> [Instructions for the task]
The lines to extract begin at the line that contains "of the taillight" and run through the last line of the listing; reproduce them exactly, minus any pictures.

Point labeling dataset excerpts:
╭──

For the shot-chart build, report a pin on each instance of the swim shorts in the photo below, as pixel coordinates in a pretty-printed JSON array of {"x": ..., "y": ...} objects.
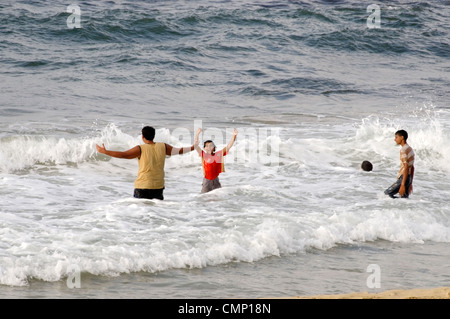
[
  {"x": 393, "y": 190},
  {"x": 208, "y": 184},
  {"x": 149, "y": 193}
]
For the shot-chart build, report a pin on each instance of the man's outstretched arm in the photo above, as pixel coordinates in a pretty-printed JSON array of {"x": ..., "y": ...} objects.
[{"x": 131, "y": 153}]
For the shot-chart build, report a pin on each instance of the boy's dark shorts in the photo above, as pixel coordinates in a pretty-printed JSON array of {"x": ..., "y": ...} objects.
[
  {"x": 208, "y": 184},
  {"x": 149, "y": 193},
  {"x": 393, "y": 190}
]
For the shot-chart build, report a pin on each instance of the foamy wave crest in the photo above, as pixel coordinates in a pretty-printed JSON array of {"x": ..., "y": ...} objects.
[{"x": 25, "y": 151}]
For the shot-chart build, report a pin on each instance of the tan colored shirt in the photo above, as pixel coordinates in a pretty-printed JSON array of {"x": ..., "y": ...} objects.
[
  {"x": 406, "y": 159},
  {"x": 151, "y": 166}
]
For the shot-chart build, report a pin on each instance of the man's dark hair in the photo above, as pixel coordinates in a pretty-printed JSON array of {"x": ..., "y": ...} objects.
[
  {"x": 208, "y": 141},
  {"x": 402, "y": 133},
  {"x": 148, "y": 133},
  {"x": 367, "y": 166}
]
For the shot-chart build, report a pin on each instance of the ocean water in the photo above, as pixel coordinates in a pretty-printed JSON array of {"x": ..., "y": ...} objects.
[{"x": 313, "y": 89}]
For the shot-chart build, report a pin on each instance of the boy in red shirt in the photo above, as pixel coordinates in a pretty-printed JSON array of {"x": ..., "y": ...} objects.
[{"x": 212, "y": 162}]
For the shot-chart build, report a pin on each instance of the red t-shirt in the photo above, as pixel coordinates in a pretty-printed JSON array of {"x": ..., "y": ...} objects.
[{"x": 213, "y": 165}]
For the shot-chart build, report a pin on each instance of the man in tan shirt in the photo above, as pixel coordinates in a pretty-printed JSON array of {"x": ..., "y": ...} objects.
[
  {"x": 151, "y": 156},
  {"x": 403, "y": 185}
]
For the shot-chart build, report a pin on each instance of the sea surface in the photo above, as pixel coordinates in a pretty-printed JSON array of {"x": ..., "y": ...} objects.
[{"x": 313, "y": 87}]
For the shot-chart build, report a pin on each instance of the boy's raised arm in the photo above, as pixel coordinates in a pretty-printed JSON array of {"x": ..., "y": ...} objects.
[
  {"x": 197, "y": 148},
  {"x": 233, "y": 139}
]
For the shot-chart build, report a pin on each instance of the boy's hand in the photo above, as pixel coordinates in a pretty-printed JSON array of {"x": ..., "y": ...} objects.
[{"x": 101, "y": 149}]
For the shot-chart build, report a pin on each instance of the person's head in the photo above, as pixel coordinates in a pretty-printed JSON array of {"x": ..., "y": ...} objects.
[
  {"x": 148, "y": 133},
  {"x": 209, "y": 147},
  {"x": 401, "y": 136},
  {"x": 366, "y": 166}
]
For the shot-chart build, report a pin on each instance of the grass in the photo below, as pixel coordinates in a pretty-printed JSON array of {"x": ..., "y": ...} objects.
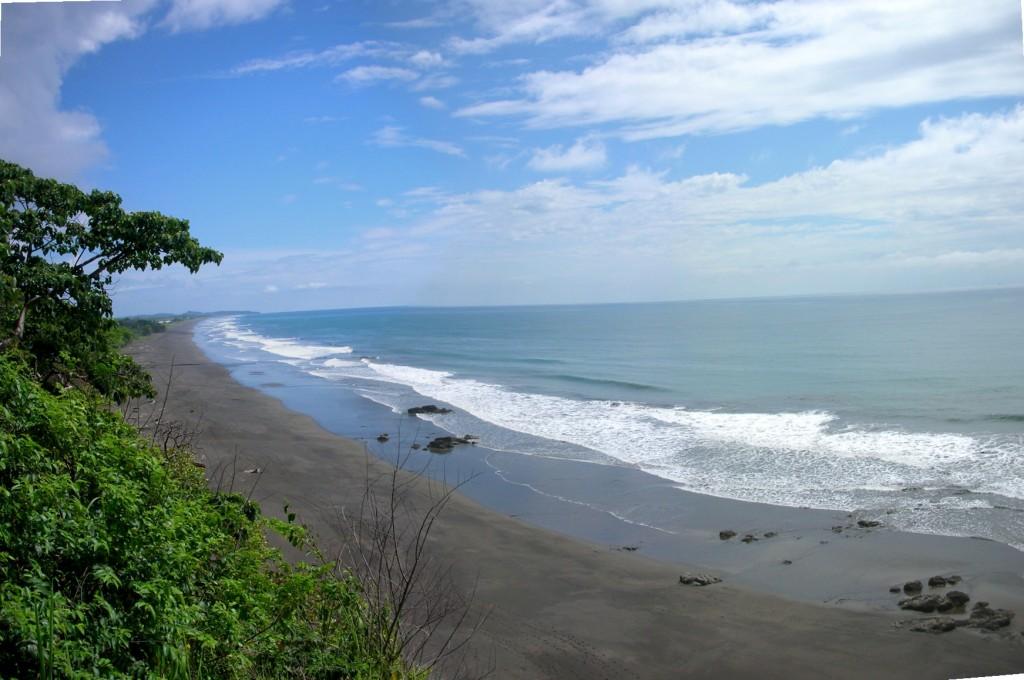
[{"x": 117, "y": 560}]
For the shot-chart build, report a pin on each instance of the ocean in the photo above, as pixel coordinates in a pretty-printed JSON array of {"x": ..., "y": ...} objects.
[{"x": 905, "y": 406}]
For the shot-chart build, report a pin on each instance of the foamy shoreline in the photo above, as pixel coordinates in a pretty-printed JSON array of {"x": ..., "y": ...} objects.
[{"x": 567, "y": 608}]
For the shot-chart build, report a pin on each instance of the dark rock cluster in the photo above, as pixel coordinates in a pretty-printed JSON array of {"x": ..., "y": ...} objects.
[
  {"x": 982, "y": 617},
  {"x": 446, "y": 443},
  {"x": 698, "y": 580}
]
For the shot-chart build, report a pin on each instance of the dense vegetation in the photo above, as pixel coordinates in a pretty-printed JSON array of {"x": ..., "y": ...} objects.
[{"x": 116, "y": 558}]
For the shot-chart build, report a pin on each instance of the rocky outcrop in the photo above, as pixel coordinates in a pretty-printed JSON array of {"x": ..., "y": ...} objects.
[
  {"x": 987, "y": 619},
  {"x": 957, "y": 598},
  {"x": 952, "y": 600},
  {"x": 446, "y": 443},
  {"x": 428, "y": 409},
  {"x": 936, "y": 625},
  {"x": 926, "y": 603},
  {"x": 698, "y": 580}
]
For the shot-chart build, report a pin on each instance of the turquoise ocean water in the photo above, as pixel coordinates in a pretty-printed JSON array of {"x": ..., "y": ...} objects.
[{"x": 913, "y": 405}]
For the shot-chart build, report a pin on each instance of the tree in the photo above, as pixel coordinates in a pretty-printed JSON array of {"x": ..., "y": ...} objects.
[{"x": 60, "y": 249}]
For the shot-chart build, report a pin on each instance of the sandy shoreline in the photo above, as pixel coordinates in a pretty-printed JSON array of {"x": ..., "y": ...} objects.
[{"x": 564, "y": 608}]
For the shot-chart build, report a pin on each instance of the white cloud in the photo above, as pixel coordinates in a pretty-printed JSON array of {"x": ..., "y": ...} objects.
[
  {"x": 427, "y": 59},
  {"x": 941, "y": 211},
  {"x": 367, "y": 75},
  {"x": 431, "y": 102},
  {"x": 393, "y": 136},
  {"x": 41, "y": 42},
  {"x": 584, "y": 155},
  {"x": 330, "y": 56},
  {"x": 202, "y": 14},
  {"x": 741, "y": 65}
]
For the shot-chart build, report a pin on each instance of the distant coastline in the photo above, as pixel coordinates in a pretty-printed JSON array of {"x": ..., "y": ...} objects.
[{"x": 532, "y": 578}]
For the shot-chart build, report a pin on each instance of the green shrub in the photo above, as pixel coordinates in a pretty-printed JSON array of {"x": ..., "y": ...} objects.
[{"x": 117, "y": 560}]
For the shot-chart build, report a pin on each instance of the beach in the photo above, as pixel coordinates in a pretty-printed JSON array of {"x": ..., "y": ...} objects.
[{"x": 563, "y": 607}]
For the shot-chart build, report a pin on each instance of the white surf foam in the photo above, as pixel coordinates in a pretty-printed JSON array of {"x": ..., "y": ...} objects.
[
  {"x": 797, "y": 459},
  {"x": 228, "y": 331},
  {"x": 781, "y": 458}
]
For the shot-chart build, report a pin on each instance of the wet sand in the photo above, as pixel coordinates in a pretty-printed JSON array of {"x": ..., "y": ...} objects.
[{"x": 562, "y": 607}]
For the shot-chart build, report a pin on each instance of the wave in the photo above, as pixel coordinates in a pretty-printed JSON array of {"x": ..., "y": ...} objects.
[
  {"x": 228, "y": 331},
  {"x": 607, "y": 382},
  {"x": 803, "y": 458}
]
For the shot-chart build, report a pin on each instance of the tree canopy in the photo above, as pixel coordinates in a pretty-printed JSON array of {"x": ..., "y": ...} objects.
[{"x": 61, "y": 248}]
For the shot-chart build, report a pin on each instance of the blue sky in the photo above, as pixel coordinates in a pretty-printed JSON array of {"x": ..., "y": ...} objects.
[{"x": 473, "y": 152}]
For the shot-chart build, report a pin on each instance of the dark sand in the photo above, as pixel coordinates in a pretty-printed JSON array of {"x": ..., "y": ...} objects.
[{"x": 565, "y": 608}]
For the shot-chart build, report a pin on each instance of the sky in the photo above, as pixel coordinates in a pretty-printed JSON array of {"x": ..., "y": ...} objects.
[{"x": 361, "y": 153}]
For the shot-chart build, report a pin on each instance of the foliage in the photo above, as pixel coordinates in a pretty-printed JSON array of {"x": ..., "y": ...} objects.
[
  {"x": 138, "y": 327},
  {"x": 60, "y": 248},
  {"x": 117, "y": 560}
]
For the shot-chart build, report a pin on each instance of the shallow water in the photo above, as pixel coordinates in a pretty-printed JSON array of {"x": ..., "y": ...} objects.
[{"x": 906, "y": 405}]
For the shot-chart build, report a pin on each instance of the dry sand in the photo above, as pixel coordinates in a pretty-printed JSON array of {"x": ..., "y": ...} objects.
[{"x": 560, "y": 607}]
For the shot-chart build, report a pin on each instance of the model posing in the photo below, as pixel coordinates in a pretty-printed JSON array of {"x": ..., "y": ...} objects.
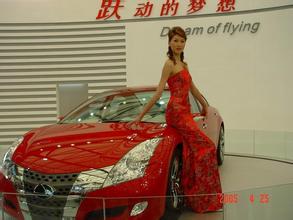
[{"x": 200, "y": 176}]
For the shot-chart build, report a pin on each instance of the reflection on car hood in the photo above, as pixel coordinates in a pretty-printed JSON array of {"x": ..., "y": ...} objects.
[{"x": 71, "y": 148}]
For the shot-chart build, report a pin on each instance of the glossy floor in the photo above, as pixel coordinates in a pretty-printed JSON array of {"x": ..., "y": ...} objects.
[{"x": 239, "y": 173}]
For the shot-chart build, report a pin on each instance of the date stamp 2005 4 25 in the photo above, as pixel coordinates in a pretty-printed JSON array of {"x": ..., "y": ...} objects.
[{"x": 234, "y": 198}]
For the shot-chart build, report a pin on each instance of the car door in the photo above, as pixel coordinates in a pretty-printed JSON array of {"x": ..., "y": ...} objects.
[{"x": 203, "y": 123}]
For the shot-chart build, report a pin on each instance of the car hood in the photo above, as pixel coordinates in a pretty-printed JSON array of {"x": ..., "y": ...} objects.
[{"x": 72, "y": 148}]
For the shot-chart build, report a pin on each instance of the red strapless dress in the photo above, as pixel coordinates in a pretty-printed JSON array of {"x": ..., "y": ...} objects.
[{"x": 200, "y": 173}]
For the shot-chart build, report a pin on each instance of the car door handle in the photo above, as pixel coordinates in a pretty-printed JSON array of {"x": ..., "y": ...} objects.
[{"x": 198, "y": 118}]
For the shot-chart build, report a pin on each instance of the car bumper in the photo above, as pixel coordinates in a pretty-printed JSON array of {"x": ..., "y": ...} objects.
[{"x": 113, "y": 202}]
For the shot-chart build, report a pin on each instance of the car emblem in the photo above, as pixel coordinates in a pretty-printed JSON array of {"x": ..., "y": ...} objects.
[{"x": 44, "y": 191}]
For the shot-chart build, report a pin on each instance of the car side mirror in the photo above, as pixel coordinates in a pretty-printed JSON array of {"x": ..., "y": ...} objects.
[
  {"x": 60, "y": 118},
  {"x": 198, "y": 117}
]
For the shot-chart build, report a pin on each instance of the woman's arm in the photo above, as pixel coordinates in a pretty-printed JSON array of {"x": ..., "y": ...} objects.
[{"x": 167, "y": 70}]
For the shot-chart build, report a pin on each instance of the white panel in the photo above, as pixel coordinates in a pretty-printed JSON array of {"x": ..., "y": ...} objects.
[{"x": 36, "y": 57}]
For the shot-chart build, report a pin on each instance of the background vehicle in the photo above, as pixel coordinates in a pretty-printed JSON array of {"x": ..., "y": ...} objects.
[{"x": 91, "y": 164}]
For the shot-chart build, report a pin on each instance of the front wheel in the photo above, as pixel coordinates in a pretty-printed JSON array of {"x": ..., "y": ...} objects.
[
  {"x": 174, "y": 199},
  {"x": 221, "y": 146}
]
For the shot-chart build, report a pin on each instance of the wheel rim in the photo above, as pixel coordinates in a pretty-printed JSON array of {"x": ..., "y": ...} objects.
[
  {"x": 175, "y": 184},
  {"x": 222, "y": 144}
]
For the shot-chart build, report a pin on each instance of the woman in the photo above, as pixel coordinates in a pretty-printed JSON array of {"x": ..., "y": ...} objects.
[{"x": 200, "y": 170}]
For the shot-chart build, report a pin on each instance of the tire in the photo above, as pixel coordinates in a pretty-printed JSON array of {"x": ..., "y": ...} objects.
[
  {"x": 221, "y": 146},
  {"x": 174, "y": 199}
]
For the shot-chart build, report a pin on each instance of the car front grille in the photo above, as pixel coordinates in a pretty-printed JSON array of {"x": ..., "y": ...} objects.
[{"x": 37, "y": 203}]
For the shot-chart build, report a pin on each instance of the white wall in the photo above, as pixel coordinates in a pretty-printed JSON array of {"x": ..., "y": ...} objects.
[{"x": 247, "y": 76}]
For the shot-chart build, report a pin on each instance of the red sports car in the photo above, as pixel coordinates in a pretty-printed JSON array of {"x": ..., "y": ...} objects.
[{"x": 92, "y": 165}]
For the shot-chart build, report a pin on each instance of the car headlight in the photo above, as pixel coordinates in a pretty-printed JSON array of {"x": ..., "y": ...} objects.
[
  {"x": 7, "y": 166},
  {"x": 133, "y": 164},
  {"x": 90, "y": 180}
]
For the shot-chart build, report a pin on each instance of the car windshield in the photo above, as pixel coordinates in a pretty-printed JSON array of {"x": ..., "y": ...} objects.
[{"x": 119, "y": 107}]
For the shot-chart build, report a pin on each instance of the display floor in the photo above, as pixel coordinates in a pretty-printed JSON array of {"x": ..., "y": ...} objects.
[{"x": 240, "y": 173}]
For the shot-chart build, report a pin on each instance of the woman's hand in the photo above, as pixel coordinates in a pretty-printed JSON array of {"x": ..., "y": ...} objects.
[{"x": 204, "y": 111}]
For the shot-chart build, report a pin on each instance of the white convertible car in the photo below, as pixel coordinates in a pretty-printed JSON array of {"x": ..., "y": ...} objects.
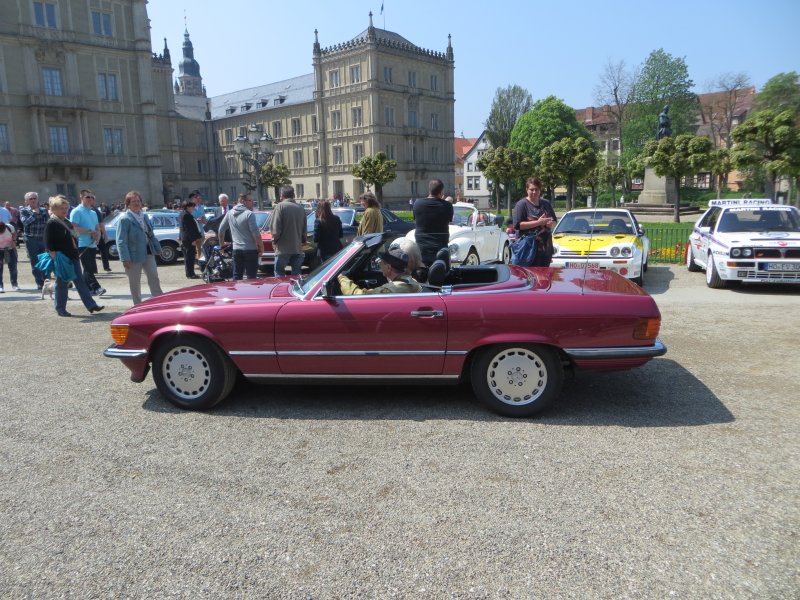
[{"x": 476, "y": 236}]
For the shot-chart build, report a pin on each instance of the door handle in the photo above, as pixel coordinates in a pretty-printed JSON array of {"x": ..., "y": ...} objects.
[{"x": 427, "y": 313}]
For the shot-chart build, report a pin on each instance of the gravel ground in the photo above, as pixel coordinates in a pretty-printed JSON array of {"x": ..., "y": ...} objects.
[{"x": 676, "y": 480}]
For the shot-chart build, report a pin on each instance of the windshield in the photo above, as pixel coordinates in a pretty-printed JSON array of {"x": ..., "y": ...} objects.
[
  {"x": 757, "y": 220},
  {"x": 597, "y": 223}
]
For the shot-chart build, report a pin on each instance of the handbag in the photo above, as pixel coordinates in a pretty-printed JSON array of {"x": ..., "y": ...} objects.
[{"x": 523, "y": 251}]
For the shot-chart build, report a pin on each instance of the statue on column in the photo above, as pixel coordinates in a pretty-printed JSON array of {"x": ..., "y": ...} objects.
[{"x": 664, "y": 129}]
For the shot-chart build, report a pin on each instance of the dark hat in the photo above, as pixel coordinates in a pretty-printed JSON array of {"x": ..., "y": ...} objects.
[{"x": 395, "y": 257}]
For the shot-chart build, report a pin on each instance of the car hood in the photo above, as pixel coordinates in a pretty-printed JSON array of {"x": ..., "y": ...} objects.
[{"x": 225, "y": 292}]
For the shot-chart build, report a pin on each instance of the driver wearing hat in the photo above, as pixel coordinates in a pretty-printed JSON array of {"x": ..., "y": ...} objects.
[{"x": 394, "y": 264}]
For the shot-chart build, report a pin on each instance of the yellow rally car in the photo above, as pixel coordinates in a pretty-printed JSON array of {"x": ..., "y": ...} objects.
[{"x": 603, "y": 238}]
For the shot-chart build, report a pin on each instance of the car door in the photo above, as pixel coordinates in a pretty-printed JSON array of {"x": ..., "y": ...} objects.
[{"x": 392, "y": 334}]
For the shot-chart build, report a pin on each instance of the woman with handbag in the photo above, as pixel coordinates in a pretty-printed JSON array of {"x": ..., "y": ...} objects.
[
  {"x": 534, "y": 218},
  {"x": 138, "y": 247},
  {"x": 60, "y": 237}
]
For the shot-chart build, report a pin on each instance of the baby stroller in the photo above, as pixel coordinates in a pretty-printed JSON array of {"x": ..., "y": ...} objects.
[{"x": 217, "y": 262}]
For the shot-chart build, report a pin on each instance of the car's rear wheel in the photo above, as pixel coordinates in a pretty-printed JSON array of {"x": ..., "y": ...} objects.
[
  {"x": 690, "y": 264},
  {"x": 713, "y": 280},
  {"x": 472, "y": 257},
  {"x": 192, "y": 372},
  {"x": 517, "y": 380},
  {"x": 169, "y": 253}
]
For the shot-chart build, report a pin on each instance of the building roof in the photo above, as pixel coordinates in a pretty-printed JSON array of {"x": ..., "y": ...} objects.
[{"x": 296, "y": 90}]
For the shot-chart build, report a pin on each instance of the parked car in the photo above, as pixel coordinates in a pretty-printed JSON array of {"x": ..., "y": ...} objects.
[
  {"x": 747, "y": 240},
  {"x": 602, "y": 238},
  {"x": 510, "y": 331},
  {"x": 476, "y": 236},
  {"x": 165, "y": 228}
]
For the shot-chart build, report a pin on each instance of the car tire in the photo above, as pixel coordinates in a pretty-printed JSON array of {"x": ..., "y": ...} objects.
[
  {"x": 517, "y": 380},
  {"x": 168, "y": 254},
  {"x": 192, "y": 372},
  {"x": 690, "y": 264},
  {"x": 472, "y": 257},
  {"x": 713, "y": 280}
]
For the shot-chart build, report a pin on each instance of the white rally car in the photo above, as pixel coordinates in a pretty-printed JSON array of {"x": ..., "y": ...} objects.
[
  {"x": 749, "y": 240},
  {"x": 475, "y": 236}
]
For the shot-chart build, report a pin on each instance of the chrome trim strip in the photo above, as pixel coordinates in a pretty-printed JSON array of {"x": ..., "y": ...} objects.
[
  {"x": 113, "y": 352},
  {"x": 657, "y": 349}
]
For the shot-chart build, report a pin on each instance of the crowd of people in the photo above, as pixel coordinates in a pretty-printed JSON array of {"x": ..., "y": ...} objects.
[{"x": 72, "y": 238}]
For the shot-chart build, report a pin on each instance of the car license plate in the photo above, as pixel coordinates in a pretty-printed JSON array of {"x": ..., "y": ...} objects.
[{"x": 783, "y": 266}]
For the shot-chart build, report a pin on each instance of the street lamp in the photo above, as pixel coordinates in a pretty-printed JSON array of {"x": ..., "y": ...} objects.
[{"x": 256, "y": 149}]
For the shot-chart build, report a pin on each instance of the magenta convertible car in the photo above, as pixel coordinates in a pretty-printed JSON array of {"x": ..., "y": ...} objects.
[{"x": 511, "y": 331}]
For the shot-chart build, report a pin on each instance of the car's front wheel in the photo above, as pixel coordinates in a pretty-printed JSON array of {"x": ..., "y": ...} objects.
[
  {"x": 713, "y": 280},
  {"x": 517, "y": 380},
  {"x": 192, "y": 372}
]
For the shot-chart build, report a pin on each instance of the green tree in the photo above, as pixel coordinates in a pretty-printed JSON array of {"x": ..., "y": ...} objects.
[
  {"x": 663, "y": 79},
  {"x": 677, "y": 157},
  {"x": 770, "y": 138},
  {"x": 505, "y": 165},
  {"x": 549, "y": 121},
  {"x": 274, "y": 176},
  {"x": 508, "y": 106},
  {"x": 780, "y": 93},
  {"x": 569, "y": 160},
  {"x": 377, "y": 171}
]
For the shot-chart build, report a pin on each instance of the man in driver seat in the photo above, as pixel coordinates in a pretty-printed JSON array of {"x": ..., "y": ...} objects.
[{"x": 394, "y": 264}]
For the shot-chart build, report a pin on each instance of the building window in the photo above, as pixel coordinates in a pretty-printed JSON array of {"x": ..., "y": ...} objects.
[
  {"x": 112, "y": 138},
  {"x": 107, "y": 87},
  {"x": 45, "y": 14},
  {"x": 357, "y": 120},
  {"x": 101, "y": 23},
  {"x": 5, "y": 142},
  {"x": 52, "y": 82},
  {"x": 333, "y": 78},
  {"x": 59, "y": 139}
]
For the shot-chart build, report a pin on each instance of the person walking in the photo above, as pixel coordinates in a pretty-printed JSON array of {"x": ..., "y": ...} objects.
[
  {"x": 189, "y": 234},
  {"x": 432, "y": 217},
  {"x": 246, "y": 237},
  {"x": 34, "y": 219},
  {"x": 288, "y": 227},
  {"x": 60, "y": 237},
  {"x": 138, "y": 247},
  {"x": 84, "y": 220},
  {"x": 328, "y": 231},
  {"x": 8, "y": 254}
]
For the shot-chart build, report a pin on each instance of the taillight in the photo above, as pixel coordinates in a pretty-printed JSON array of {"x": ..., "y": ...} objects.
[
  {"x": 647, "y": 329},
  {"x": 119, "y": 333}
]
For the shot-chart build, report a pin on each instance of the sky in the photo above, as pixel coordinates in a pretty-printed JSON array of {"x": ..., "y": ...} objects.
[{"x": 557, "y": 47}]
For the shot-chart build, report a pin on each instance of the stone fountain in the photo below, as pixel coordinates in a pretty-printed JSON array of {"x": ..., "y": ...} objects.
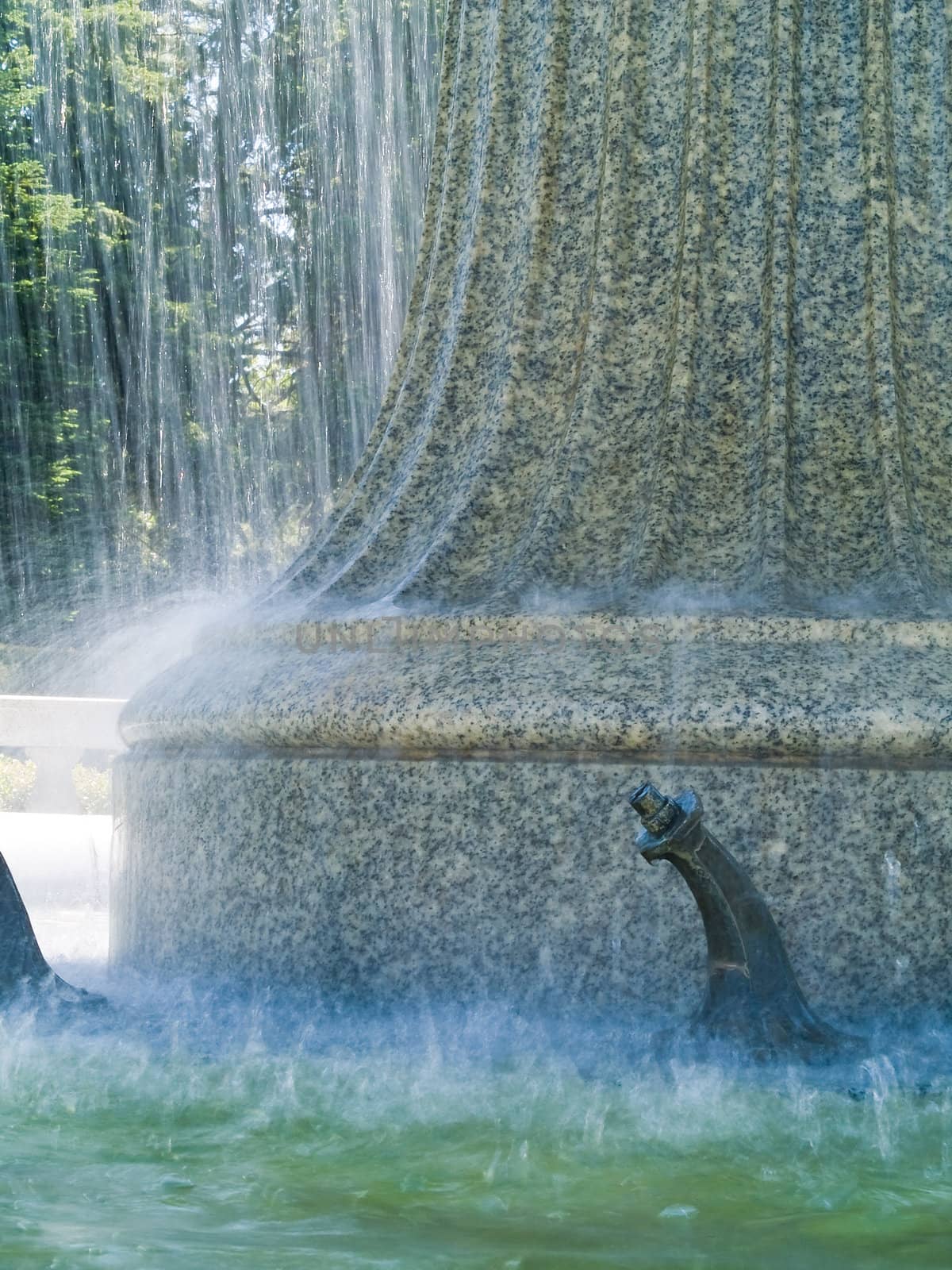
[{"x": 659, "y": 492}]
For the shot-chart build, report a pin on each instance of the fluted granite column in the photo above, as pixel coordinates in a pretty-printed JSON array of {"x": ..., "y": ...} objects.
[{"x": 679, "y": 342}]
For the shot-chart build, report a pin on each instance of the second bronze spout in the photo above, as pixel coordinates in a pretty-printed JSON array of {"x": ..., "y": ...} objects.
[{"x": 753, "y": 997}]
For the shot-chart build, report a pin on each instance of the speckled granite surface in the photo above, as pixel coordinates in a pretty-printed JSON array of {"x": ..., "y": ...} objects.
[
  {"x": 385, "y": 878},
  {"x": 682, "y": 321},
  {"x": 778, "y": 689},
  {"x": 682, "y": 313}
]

╰──

> [Expected output]
For the shot-chart build, report a pin on each instance of the taillight in the photo above, as pixel coordinates in a pretty-printed JSON array of {"x": ..., "y": ...} objects.
[
  {"x": 647, "y": 329},
  {"x": 119, "y": 333}
]
For the shot-chart build, report a pin on each instance of the sky in the photo above, as pixel coordinates in a pretty-printed JSON array of {"x": ..., "y": ...} objects.
[{"x": 557, "y": 47}]
For the shot-chart build, report a pin on each instance of the stone fountain in the photo below, as pixel coordinates in a pretty-printed JSON array of {"x": ..., "y": ...} objects.
[{"x": 659, "y": 492}]
For the shot-chart build, report a pin on each instance of the fluted granite column in the photo above, as pixel coordinates in a pretty-printed JSON array of {"x": ..., "y": ...} objects.
[{"x": 679, "y": 342}]
For the shot-chart build, report a pin on each instance of the second bronze spout in the photo above, as pixel coordinates in a pretty-printed JSON array of {"x": ..., "y": ...} objects.
[{"x": 753, "y": 997}]
For the shot-chart build, report a pin on each instance of the speckled granite surface in the photo above, as pixel coordinates in a pretty-printed JSON array of {"x": ..., "y": ...} objects.
[
  {"x": 385, "y": 878},
  {"x": 682, "y": 321},
  {"x": 778, "y": 689},
  {"x": 682, "y": 313}
]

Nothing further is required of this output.